DOCUMENT EXTRACT:
[plt-scheme] music theory (was Natural numbers)

From: Stephen Bloch (sbloch at adelphi.edu)
Date: Wed Mar 11 22:59:39 EDT 2009

> On Wed, Mar 11, 2009 at 8:31 PM, Jos Koot <jos.koot at telefonica.net>  
> wrote:
>> (For who it concerns: I have put 'plus' between asterixes, because  
>> when
>> dealing with frequencies, you must multiply ratios of frequencies,  
>> not add
>> them :)

Robby replied:

> I'm not sure of the exact timing of these things myself either, but I
> believe the multiplication wrinkle is around Bach's time (the
> well-tempered claiver) which is significantly later than 4ths and
> 5ths, which seem to go way back.

> On Mar 11, 2009, at 9:51 PM, Jos Koot replied:
>> That could very well be the case. I am not sure about that and the  
>> only book I have that treats the matter well does not discuss  
>> history. The books that treat history of music (as far in my  
>> possession) are written by people afraid of numbers. Anyway, at  
>> the time the tempered scale was introduced, it must have been  
>> known that there are no natural number n and m such that (expt 3/2  
>> n) = (expt 2 m) (where 3/2 is a quint interval and 2 an octave  
>> interval).This is a very fortunate fact, because it allows to put  
>> tension into harmony  and melody.

GIVEN INFORMATION:
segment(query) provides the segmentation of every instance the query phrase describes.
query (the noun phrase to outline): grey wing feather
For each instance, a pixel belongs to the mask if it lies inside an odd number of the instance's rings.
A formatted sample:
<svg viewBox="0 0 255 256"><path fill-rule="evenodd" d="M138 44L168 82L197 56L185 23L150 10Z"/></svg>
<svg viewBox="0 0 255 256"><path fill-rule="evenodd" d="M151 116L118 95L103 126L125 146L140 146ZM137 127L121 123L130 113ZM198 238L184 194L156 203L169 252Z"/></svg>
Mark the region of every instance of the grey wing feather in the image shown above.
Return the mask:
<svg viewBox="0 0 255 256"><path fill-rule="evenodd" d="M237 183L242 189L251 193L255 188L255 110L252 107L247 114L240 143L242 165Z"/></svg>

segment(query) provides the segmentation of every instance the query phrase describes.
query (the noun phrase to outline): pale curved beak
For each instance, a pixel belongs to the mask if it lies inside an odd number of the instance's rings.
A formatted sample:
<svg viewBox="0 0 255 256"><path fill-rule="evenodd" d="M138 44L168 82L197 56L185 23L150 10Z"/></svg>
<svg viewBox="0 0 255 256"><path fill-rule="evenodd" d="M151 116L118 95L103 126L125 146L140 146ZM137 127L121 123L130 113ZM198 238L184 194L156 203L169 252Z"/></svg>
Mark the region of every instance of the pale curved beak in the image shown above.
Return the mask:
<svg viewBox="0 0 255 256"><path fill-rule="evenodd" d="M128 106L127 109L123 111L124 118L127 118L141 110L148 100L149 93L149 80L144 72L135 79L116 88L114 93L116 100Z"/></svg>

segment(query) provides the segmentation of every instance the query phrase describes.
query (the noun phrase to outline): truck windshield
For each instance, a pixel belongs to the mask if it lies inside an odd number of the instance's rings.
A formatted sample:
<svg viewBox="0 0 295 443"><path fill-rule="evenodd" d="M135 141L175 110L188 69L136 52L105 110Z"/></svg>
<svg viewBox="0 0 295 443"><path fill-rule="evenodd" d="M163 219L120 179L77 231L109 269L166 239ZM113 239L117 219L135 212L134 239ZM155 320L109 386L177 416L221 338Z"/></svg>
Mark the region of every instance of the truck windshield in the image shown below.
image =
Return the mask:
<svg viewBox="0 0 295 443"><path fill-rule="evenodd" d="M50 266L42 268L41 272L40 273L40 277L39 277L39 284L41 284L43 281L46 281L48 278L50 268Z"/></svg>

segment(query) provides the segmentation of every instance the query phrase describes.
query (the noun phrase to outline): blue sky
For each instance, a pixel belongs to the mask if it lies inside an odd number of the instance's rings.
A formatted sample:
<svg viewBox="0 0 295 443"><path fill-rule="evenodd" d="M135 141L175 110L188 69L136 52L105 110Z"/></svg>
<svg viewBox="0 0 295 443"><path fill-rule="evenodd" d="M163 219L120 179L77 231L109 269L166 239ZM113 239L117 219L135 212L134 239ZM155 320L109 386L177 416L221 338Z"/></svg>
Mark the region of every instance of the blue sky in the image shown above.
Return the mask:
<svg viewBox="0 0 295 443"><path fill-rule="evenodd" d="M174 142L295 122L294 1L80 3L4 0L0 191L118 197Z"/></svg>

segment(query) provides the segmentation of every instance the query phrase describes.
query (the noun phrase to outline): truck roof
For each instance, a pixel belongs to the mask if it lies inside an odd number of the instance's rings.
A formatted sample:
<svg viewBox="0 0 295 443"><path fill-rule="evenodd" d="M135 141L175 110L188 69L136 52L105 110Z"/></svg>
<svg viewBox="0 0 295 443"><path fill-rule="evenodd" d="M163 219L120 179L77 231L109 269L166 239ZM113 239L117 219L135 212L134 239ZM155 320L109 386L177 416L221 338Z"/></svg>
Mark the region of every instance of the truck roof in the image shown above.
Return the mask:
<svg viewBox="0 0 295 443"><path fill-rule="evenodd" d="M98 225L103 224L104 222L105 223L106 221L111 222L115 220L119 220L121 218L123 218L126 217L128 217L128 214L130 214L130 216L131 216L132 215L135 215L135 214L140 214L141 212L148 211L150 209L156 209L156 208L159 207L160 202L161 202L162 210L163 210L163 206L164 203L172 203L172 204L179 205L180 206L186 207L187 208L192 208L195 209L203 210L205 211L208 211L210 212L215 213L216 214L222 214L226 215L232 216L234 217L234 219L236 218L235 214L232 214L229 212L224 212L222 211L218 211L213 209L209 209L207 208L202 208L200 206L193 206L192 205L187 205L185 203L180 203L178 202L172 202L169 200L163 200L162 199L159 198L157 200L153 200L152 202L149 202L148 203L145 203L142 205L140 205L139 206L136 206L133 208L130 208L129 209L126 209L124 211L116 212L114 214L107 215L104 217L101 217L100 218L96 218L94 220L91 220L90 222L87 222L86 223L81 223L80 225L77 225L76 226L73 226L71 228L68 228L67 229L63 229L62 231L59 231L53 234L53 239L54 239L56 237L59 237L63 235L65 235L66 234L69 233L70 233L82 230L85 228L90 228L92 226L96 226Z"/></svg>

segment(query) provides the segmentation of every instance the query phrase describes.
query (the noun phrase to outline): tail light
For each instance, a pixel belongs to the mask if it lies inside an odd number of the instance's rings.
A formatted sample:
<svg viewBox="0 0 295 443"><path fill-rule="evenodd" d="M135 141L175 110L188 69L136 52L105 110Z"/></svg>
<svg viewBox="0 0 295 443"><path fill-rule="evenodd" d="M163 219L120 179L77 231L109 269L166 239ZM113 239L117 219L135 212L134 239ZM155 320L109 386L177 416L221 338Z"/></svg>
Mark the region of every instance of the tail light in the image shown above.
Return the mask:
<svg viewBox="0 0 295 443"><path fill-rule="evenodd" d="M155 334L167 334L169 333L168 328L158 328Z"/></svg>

THE REQUEST:
Reproduce the mailing-list post on music theory above verbatim, from its subject line through its final sentence.

FULL RESPONSE:
[plt-scheme] music theory (was Natural numbers)

From: Stephen Bloch (sbloch at adelphi.edu)
Date: Wed Mar 11 22:59:39 EDT 2009

> On Wed, Mar 11, 2009 at 8:31 PM, Jos Koot <jos.koot at telefonica.net>  
> wrote:
>> (For who it concerns: I have put 'plus' between asterixes, because  
>> when
>> dealing with frequencies, you must multiply ratios of frequencies,  
>> not add
>> them :)

Robby replied:

> I'm not sure of the exact timing of these things myself either, but I
> believe the multiplication wrinkle is around Bach's time (the
> well-tempered claiver) which is significantly later than 4ths and
> 5ths, which seem to go way back.

> On Mar 11, 2009, at 9:51 PM, Jos Koot replied:
>> That could very well be the case. I am not sure about that and the  
>> only book I have that treats the matter well does not discuss  
>> history. The books that treat history of music (as far in my  
>> possession) are written by people afraid of numbers. Anyway, at  
>> the time the tempered scale was introduced, it must have been  
>> known that there are no natural number n and m such that (expt 3/2  
>> n) = (expt 2 m) (where 3/2 is a quint interval and 2 an octave  
>> interval).This is a very fortunate fact, because it allows to put  
>> tension into harmony  and melody.